AIM OF THE TASK |
Please reproduce all of the listing below exactly and drop its images.

DATA SECTION |
-----
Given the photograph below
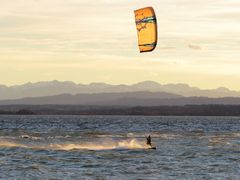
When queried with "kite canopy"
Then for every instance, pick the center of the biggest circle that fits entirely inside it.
(146, 23)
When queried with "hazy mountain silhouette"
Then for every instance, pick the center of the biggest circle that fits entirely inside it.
(67, 87)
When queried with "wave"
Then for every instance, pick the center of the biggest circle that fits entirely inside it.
(106, 145)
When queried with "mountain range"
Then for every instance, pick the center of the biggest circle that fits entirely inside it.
(146, 93)
(52, 88)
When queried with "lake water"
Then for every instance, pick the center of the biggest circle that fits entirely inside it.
(113, 147)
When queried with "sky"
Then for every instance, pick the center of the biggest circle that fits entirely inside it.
(96, 41)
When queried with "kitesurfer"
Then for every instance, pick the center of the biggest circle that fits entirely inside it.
(149, 140)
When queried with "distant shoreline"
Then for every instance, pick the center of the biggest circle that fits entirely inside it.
(187, 110)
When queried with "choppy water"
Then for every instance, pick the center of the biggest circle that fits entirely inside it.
(113, 147)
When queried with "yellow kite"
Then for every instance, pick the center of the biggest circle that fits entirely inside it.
(146, 23)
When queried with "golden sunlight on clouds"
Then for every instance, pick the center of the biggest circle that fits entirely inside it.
(82, 41)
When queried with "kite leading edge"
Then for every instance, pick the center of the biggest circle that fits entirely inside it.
(146, 23)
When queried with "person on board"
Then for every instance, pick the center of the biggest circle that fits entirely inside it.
(149, 140)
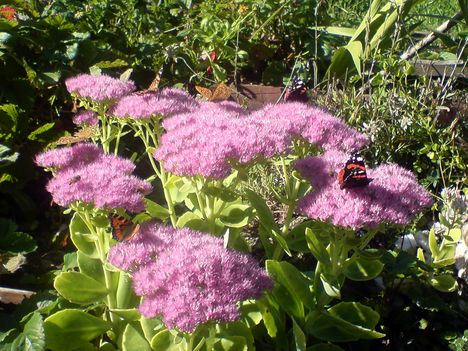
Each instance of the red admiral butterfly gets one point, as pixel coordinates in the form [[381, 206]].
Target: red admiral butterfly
[[297, 91], [123, 229], [353, 174]]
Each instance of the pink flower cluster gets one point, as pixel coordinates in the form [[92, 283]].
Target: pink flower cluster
[[165, 102], [84, 173], [393, 196], [187, 277], [99, 88], [210, 139], [85, 117]]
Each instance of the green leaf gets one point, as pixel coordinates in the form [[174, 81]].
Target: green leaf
[[34, 333], [316, 247], [331, 285], [220, 192], [236, 215], [324, 347], [230, 343], [16, 242], [125, 296], [238, 329], [433, 246], [341, 31], [251, 313], [7, 156], [356, 52], [363, 268], [112, 64], [281, 241], [165, 341], [130, 314], [42, 133], [72, 330], [186, 218], [446, 251], [82, 238], [134, 338], [70, 261], [269, 315], [444, 283], [79, 288], [90, 266], [234, 240], [293, 288], [346, 321], [296, 238], [156, 210], [263, 211], [299, 337]]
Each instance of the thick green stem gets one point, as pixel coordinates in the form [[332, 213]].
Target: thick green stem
[[291, 194], [168, 197], [159, 171], [100, 247]]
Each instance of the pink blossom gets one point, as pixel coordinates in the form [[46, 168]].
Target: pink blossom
[[85, 117], [69, 156], [99, 88], [192, 279], [151, 239], [393, 196], [166, 102], [210, 140], [84, 173]]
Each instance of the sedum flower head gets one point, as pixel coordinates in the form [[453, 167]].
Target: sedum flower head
[[191, 278], [85, 117], [84, 173], [166, 102], [211, 139], [98, 88], [393, 196]]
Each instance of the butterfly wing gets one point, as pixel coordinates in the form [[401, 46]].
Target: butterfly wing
[[297, 91], [205, 92], [222, 92], [354, 173], [154, 86], [82, 135], [123, 229]]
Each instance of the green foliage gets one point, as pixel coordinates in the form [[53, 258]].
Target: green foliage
[[412, 115]]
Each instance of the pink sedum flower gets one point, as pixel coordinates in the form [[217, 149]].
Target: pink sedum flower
[[85, 118], [191, 279], [211, 139], [166, 102], [84, 173], [393, 196], [98, 88]]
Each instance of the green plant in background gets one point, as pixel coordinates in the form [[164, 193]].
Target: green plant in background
[[199, 162], [410, 113], [375, 32]]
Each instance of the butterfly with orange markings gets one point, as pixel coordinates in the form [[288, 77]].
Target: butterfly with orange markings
[[82, 135], [220, 93], [353, 174], [154, 86], [123, 229]]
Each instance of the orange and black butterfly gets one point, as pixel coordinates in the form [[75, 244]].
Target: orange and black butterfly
[[123, 229], [154, 86], [220, 93], [82, 135]]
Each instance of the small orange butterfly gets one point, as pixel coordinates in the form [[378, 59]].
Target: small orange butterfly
[[123, 229], [82, 135], [154, 86], [220, 93]]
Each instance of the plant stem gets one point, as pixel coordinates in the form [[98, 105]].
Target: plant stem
[[100, 247]]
-----
WRITTEN ANSWER |
Given the photograph below
When queried with "kite canopy"
Then for every instance, pick the center of the biggest circle that fits entirely inside it.
(146, 23)
When queried with "hazy mountain silhouette"
Then for every instance, pick the center of the biggest circle that fits entirely inside it.
(67, 87)
When queried with "wave"
Then for every instance, pick the center of the biggest circle that fits entirely inside it.
(106, 145)
When queried with "mountain range"
Then for every instance, pick the center of the biggest circle that fits entirely inside it.
(146, 93)
(52, 88)
When queried with "lake water"
Then for every instance, pick the center of the biggest circle that fits entirely inside it.
(113, 147)
When queried with "sky"
Then for every instance, pick the center of the biggest circle that fits entirely inside it.
(96, 41)
When queried with "kitesurfer"
Then for every instance, pick the center of the biggest circle that fits entirely inside it.
(149, 140)
When queried with "distant shoreline"
Then for every instance, pick the center of the biggest circle that fits entirely inside it.
(187, 110)
When queried with "choppy water"
Then for every instance, pick the center of the biggest circle that fits entirely inside it.
(113, 147)
When queried with "yellow kite"
Then for every instance, pick the center of the biggest circle that fits entirely inside it.
(146, 23)
When queried with "golden sunlight on clouds"
Then for every instance, pick the center of the biggest circle that fits entirely inside it.
(82, 41)
When queried with "kite leading edge"
Then for every instance, pick the center of the biggest circle that fits entirely inside it.
(146, 23)
When queried with "person on board"
Then for every instance, pick the center of the biggest circle that fits entirely inside it.
(149, 140)
Each instance of the red admiral butterfly gets one point, as pixel coordinates in the form [[381, 206]].
Target: red admiral butterfly
[[297, 91], [123, 229], [353, 174]]
Each instance of the pink flower cluster gets one point, as pixel coordinates in the form [[92, 283]].
Target: pink flower cluster
[[165, 102], [84, 173], [393, 196], [187, 277], [99, 88], [210, 139], [85, 117]]
Each instance of the green leaf gets one point, as pixel coordinates in the form [[174, 81]].
Target: green leaf
[[34, 333], [316, 247], [331, 285], [220, 192], [236, 215], [324, 347], [230, 343], [16, 242], [125, 296], [238, 329], [433, 246], [341, 31], [251, 313], [7, 156], [356, 52], [363, 268], [112, 64], [281, 241], [165, 341], [130, 314], [42, 133], [72, 330], [186, 218], [446, 251], [82, 238], [134, 338], [70, 261], [269, 315], [444, 283], [79, 288], [90, 266], [234, 240], [293, 288], [346, 321], [296, 238], [156, 210], [263, 211], [299, 337]]
Each instance of the thick green stem gets one point, as pixel coordinates in the form [[332, 213]].
Target: thick green stem
[[291, 194], [168, 197], [159, 171], [100, 247]]
Each instance of the pink blossom gets one point, as pixel coordinates in the form [[46, 168]].
Target: pink blossom
[[85, 117], [69, 156], [99, 88], [192, 279], [151, 239], [393, 196], [166, 102], [210, 140], [84, 173]]
Each instance of the sedum flower head gets one point, as pixel coordinates in the form [[453, 167]].
Target: sedum flower head
[[191, 278], [85, 117], [84, 173], [166, 102], [211, 139], [98, 88], [393, 196]]
Each instance of the butterfly wing gets one point, as pixel coordinates in the form [[401, 46]].
Target: butterfly wing
[[297, 91], [205, 92], [222, 92], [354, 173], [154, 86], [82, 135], [123, 229]]
Each instance of the green foliage gets one point, as pixel coordinates in the form [[53, 258]].
Target: green foliage
[[412, 115]]
Each instance of the pink sedum flower gets one point, as pixel coordinates in the form [[217, 149]].
Target: pink sedum flower
[[85, 118], [191, 279], [211, 139], [166, 102], [84, 173], [393, 196], [98, 88]]
Each instance of the green plant in background gets one point, as pixel coordinates in the form [[164, 193]].
Target: green plant in background
[[199, 162], [410, 113], [375, 32]]
Each instance of the butterfly with orange markings gets one point, as pixel coordinates in the form [[288, 77]].
Target: butterfly with orange markings
[[82, 135], [220, 93], [353, 174], [154, 86], [123, 229]]
Each instance of the orange and black butterfly gets one point, as pixel coordinates in the form [[75, 244]].
Target: orange and black butterfly
[[123, 229], [154, 86], [220, 93], [82, 135]]
Each instance of the small orange butterfly gets one point, as pixel coordinates in the form [[378, 59]].
Target: small orange butterfly
[[123, 229], [82, 135], [154, 86], [220, 93]]
Each instance of the plant stem gets one point, as pixel coordinates in the form [[98, 105]].
Target: plant stem
[[100, 247]]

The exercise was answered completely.